▶ [Ejercicio propuesto A]
Traduce al inglés esta oración del artículo sobre la biblioteca: "A la tercera o cuarta masacre me di cuenta de que rara vez necesitaba los libros que había tirado y de que, si los necesitaba, los podía volver a comprar."

▶ [Fragmento del documento]
________

Mi sufrida biblioteca
Eduardo Mendoza |
Eduardo Mendoza
16/5/2016 (El País)
http://elpais.com/elpais/2016/05/13/icon/1463135325_973140.html
Tengo la costumbre de deshacerme de los libros que he leído. Y también de los que todavía no he leído, si veo que tienen mal pronóstico. El origen de esta costumbre, que muchas personas encuentran bárbara y desalmada, no es intelectual. Durante una larga etapa de mi vida combiné la movilidad con una relativa escasez de medios, con lo que me vi forzado a ir dejando atrás objetos estimados pero no de primera necesidad. Las primeras víctimas de esta emergencia siempre fueron la vajilla y los libros; la vajilla, por su fragilidad; los libros, por su volumen; en ambos casos, por la pesadez de embalar y meter en cajas cosas de tamaños y formas difíciles de acoplar. Total, que acababa tirando platos, vasos y tazas de muy escaso valor, y pilas de libros de un valor material aún más escaso, aunque quizá de mayor valor sentimental. Pero lo bueno de los apuros es que el sentimentalismo desaparece cuando la necesidad aprieta. Fuera libros.
A la tercera o cuarta masacre me di cuenta de que rara vez necesitaba los libros que había tirado y de que, si los necesitaba, los podía volver a comprar. Aparentemente, un gasto doble. En realidad, un considerable ahorro si entra en el cálculo el coste del espacio y el mobiliario. Si el libro que quería recuperar estaba descatalogado, lo encontraba online, en librerías de segunda mano o, a las malas, en alguna biblioteca pública. Y si todo esto fallaba, siempre me quedaba la solución de encogerme de hombros y pasar a otra cosa. La vida está llena de frustraciones y renuncias y no poder releer un libro, habiendo tantos, no es gran tormento.

________

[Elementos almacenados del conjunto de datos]

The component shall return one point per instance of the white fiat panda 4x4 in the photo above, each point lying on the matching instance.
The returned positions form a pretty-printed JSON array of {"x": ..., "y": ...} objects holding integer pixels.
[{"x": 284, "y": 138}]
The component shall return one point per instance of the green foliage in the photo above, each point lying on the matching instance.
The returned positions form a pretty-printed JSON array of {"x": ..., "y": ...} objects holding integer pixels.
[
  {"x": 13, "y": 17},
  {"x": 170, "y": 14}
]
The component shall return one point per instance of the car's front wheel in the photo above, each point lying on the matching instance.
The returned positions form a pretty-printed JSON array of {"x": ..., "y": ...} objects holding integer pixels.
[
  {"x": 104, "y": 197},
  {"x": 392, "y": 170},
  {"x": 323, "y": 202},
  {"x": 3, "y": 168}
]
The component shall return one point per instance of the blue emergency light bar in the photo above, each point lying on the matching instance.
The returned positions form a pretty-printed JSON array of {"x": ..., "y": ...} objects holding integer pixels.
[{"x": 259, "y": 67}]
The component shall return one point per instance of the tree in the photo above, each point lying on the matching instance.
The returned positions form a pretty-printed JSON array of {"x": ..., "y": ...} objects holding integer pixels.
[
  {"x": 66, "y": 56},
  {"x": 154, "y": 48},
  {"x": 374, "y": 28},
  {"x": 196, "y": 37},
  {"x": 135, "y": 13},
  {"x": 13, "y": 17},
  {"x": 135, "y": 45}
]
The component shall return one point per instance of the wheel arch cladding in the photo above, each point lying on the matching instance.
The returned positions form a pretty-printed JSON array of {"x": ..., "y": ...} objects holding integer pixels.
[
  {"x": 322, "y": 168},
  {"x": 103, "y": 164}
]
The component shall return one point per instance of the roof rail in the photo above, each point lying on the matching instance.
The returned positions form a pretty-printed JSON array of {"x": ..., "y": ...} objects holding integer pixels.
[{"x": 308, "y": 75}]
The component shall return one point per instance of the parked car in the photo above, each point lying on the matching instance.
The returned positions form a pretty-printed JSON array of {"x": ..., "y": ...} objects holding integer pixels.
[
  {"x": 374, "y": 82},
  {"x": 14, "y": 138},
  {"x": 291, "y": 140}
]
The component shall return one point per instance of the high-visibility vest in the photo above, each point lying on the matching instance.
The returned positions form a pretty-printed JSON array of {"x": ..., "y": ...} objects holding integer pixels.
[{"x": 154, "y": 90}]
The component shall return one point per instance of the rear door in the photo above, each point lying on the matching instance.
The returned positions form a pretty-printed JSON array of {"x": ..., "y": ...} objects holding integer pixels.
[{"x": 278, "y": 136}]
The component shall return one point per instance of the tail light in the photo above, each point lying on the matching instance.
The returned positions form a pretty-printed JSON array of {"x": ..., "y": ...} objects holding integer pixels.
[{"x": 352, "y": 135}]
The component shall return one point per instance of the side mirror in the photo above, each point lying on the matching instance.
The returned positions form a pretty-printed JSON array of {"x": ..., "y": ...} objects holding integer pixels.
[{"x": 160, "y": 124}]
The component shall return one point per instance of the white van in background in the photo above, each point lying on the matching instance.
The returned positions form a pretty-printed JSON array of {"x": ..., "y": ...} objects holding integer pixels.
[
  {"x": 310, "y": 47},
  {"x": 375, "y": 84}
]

________

▶ [Ejercicio propuesto B]
Suma 22 a cada coordenada de las respuestas y reescribe todo el listado desde la línea que contiene "the white van" hasta su final, con los enunciados incluidos.

▶ [Resultado A]
By the third or fourth massacre I realized that I rarely needed the books I had thrown away and that, if I did need them, I could buy them again.

▶ [Resultado B]
The component shall return one point per instance of the white van in background in the photo above, each point lying on the matching instance.
The returned positions form a pretty-printed JSON array of {"x": ..., "y": ...} objects holding integer pixels.
[
  {"x": 332, "y": 69},
  {"x": 397, "y": 106}
]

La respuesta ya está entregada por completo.